- Task statement:
How many lines of the listing below contain the string "snow"? Matching is case-sensitive; give only the number.

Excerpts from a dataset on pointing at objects
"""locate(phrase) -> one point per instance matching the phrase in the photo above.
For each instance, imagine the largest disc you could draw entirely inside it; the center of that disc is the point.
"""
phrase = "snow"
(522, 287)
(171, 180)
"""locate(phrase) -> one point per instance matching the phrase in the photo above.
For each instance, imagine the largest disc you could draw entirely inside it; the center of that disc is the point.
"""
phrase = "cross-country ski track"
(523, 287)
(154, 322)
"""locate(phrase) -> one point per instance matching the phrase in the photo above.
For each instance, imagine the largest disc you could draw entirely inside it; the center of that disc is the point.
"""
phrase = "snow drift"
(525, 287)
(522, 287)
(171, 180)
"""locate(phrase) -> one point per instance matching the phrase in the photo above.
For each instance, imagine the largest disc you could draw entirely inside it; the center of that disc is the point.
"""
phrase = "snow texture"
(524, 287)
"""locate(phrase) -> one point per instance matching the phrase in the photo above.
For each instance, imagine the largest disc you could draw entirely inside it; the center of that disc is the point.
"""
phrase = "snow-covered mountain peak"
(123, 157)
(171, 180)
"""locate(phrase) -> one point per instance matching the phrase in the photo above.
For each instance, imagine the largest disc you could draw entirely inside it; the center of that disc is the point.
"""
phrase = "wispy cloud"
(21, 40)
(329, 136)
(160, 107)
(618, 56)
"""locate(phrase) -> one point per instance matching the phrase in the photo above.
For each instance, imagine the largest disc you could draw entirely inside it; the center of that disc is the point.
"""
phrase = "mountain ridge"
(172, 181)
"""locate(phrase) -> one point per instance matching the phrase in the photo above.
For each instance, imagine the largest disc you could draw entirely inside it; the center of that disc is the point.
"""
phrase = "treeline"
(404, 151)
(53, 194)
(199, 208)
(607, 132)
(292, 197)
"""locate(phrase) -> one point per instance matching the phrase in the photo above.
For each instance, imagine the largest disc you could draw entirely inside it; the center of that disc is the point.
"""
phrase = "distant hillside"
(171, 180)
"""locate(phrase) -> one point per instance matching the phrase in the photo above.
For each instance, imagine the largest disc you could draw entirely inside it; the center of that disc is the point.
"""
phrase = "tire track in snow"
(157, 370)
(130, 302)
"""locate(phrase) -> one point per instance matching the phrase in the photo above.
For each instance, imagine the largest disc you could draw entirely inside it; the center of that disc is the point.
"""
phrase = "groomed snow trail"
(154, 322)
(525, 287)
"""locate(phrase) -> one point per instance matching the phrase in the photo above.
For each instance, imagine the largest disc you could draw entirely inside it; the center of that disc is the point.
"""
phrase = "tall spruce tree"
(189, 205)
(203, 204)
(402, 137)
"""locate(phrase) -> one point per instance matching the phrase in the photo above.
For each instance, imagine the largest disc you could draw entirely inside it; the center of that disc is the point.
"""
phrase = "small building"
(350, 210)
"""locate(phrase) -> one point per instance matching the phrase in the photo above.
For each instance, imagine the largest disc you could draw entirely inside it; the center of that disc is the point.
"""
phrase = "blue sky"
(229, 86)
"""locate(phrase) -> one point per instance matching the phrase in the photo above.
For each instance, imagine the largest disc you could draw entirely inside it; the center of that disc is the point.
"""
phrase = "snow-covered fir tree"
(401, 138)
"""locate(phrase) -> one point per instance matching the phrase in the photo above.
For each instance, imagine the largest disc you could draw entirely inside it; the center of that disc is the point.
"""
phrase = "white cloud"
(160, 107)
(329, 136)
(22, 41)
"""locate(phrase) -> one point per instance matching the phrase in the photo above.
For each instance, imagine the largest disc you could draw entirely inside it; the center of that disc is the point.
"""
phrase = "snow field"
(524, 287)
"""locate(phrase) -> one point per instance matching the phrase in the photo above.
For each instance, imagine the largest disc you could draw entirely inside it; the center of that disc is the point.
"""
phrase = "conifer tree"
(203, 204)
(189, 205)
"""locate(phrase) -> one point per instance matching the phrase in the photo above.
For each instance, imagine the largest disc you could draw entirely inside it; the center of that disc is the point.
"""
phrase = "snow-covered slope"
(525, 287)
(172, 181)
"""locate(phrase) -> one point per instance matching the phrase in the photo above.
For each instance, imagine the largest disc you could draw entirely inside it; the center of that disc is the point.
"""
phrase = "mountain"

- Output:
9